JOB: Write out the following data line for line, changing nothing.

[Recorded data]
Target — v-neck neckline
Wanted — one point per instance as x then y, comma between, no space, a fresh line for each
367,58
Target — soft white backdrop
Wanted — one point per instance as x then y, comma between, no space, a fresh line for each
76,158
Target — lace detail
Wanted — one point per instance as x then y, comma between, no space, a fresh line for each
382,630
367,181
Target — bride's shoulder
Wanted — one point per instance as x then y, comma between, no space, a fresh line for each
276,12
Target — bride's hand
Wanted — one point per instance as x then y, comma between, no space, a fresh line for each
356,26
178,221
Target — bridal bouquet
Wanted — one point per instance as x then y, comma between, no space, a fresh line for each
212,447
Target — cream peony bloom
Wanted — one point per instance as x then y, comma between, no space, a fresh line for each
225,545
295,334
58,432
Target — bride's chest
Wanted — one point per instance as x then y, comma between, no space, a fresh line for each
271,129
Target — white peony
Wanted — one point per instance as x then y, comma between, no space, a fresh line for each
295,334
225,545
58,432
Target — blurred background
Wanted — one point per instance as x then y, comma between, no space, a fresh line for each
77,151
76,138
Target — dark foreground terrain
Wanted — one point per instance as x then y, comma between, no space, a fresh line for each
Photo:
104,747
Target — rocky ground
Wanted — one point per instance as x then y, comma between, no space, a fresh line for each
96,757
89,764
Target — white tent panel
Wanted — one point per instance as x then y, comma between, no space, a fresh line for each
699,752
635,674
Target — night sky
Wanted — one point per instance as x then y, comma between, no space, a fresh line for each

EXERCISE RESPONSE:
Target — v-neck neckline
Wanted — one point per instance as x then y, comma between, no space, a fresh line for each
367,58
Target — soft white backdrop
Wanted — one point per instance as x then y, comma between, no space, a fresh line for each
76,158
Target — lace detail
Wanted — one point per instance as x then y, comma between, no space, a fresh line for each
382,630
367,181
Target — bride's shoulder
Wanted — one point per instance as x then y, comma between, no space, a fresh line for each
276,12
Target — bride's hand
Wanted — one point per instance as x then y, comma between, no space, a fresh line for each
356,26
178,221
Target — bridal bouquet
Wanted — one point per instance as x then y, comma between, no space, a fresh line for each
212,447
Target — cream peony bloom
Wanted — one point per instance as x then y, comma between, no space, a fresh line for each
225,545
295,334
58,432
Target — bride's chest
Wanted — one point per instance as x then y, comma between, no space, a fresh line for each
271,129
Target — white peony
Wanted — one point per instance as x then y, comma between, no space, a fresh line for each
295,334
225,545
58,432
Target — blurred background
Wanted — one point per instance as x then y, comma between, no space, a fresh line for each
77,151
76,138
Target — dark foreground terrain
Wanted — one point per instance as x then y, comma between, no space, a fresh line for each
Photo:
104,747
Target — rocky ground
Wanted — one point per instance as x then y, comma between, no space, a fresh line for each
96,757
89,764
Target — white tent panel
Wanted — one point per instance as x then y, comma between, no space, a fresh line for each
699,752
635,674
Target — night sky
Wanted — one point per instance as x then y, comma between, no space, a fresh line for each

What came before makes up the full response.